Exercise material:

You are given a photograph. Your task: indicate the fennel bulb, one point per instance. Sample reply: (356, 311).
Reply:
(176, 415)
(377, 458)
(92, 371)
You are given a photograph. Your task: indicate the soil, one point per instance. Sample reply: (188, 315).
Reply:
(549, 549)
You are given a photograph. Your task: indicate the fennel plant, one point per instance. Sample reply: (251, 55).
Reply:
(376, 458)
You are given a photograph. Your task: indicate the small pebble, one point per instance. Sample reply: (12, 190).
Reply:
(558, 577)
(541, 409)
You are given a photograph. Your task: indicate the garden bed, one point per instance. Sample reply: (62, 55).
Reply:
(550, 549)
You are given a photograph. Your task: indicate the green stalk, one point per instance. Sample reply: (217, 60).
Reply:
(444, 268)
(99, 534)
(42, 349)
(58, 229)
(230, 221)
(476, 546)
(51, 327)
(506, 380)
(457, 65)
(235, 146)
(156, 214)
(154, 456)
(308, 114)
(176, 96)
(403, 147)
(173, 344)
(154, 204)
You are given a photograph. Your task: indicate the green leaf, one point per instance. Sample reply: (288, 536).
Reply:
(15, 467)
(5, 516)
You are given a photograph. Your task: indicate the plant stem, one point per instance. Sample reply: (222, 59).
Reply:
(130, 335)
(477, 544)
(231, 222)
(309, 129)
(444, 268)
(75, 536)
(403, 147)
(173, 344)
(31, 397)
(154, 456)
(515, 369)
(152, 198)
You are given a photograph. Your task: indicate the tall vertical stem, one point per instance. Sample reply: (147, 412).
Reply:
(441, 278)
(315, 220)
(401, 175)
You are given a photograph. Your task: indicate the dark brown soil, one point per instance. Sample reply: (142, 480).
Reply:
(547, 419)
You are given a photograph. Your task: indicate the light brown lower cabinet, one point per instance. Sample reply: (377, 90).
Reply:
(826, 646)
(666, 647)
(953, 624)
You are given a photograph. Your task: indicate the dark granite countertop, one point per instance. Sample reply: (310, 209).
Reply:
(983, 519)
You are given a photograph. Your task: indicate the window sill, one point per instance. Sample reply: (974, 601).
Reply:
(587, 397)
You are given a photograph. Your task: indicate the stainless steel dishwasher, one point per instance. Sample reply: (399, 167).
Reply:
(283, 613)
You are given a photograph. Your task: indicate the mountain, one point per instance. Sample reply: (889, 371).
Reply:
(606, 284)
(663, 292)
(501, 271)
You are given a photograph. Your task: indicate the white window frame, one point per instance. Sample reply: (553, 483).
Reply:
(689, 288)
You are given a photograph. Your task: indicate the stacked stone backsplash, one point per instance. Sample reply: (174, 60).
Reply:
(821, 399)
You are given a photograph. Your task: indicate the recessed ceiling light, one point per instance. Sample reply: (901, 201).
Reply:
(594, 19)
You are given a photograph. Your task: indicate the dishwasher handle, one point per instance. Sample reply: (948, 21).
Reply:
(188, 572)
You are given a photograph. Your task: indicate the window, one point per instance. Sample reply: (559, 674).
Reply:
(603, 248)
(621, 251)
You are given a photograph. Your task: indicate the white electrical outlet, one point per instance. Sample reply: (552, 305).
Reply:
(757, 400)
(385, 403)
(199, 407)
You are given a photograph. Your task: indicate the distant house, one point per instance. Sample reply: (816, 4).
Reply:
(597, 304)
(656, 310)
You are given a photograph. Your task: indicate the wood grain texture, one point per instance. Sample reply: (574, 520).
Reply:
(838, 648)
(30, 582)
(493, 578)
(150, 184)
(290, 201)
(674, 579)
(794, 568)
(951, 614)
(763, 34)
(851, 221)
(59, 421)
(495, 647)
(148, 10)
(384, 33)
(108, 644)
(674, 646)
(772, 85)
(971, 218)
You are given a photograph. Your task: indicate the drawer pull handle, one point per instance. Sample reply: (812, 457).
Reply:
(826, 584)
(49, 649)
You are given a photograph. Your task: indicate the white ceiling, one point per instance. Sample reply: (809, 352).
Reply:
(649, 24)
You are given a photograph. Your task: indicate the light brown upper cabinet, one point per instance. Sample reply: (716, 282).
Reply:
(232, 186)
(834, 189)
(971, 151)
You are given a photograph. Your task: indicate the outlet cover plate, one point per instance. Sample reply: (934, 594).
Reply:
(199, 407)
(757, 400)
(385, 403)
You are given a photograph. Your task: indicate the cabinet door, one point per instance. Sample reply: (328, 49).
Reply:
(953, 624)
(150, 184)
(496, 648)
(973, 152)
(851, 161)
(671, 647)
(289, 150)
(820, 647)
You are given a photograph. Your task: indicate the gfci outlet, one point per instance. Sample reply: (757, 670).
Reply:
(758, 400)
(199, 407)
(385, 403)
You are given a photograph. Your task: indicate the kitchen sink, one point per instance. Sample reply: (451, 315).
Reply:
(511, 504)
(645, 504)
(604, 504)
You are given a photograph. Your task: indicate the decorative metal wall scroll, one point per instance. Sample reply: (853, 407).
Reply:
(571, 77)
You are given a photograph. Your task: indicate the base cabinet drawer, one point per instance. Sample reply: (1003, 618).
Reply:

Given problem:
All the entries above need to be reproduced exactly.

Result of the task:
You are given a photograph. Your task: indicate the fennel bulb, one point per instance. Sample reply: (356, 311).
Reply:
(176, 415)
(377, 458)
(92, 371)
You are given a photograph. Your task: indicate the soil, one point per instance. Sample reply: (188, 315).
Reply:
(549, 549)
You are given a photograph. Your task: indicate the fennel plant, one point per instance. Sample reply: (251, 55).
Reply:
(376, 458)
You are given a photograph. Your task: indicate the small pebble, one point per instance. Sample reply: (12, 190).
Reply:
(558, 577)
(541, 409)
You are given a photograph. Your task: indicate the garden bed, one point per instance. Sample reply: (62, 55).
Reply:
(550, 549)
You are given a photograph. Your task: indicate the green stalk, one point per instance. Sample reply: (217, 60).
Reply:
(444, 268)
(99, 534)
(42, 349)
(58, 229)
(230, 221)
(476, 546)
(51, 327)
(506, 380)
(457, 65)
(235, 146)
(156, 214)
(154, 456)
(308, 114)
(176, 96)
(403, 147)
(173, 344)
(154, 204)
You are given a photograph. Your task: indicate the green leaf, one point per instance. Sample reply: (288, 536).
Reply:
(15, 467)
(5, 516)
You are given a photograph. Your task: indicate the plant stem, one point per instance. Sample reply: (222, 59).
Reply:
(130, 335)
(477, 544)
(231, 222)
(309, 129)
(444, 268)
(75, 536)
(403, 147)
(173, 344)
(31, 397)
(154, 456)
(515, 369)
(152, 198)
You are given a photograph. Your task: indicate the tall vertical stem, one point per instance. Sample reply: (147, 412).
Reply:
(441, 278)
(315, 220)
(401, 175)
You are given a photograph. Your task: indicate the dark brown soil, one point per instance. Sample reply: (142, 480).
Reply:
(547, 419)
You are given a photograph. Your task: indicate the light brown lower cabinet, one point per instance. Sample reply: (377, 90).
Reply:
(826, 646)
(666, 647)
(953, 624)
You are given a photograph. Your task: indicate the dark granite countertop, one point per instance. Sample reply: (310, 209).
Reply:
(983, 519)
You are given a photograph. Your task: indicate the window sill, one point per instance. Sample reply: (974, 601).
Reply:
(587, 397)
You are given a photograph. Your task: indicate the stainless steel dishwasher, one point per instance. Sample reply: (399, 167).
Reply:
(283, 613)
You are given a photograph. Your task: indicate the mountain, one point per instance. Sample reply: (889, 371).
Reply:
(606, 284)
(663, 292)
(501, 271)
You are given a photograph. Your task: indicate the white window frame, one point per instance. Sample reply: (553, 483).
Reply:
(689, 288)
You are given a photograph. Your task: indicate the stacked stone backsplash, one point per instance. Sample reply: (174, 60).
Reply:
(821, 399)
You are given a photograph. Your task: indicate the recessed ceiling light, one point per instance. Sample reply: (901, 201).
Reply:
(594, 19)
You are given a photograph. Your task: indicate the dishwasher handle, one point per instance. Sample reply: (948, 21).
Reply:
(188, 572)
You are given a photograph. Your task: indicate the window, one point per instance. Sample reply: (559, 674).
Reply:
(603, 248)
(621, 251)
You are given a photograph. Your task: indicate the white electrical outlet, one point per instance. Sample reply: (552, 305).
Reply:
(757, 400)
(385, 403)
(199, 407)
You are given a photograph. Your task: indicate the distant house, one point per instance. Sample reply: (816, 4).
Reply:
(597, 304)
(656, 310)
You are given a photograph. Your task: indicate the wood grain texture, one point per instance. Sample reply: (574, 520).
Reply:
(838, 648)
(30, 582)
(493, 578)
(150, 184)
(290, 201)
(674, 579)
(794, 568)
(951, 614)
(763, 34)
(851, 221)
(59, 421)
(495, 647)
(148, 10)
(384, 33)
(108, 644)
(674, 646)
(772, 85)
(971, 218)
You are given a photograph. Your task: indicate the drawer pull handle, one point per instance. Sample reply: (812, 457).
Reply:
(826, 584)
(49, 649)
You are given a photograph. Your task: indicate the white ceiling, one point per instance. Sample reply: (809, 352).
Reply:
(649, 24)
You are given a photograph. Your task: indicate the light brown upper cabinet, one point per instance. Sample reply: (716, 282).
Reply:
(232, 186)
(834, 189)
(971, 151)
You are given a photograph. Your task: indicate the outlet cover plate, one point per instance. Sample reply: (934, 594).
Reply:
(199, 407)
(757, 400)
(385, 403)
You are given a photograph. Your task: indicate the cabinet door, one point per instance. Sample reply: (328, 49).
Reply:
(953, 624)
(150, 184)
(496, 648)
(973, 152)
(851, 161)
(671, 647)
(289, 150)
(820, 647)
You are given a photograph. Your task: indicate the gfci outlet, one point per instance. Sample reply: (757, 670).
Reply:
(758, 400)
(199, 407)
(385, 403)
You are given a photograph. Your task: indicate the kitchen sink, one point per instance. Sample reply: (451, 315).
Reply:
(511, 504)
(645, 504)
(604, 504)
You are given a photograph. Your task: indicate the decorative metal wall scroll, one point per instance. Sample reply: (853, 407).
Reply:
(571, 77)
You are given a photograph. Your task: indicate the base cabinet drawer, one point per instance. Sample reply: (1003, 618).
Reply:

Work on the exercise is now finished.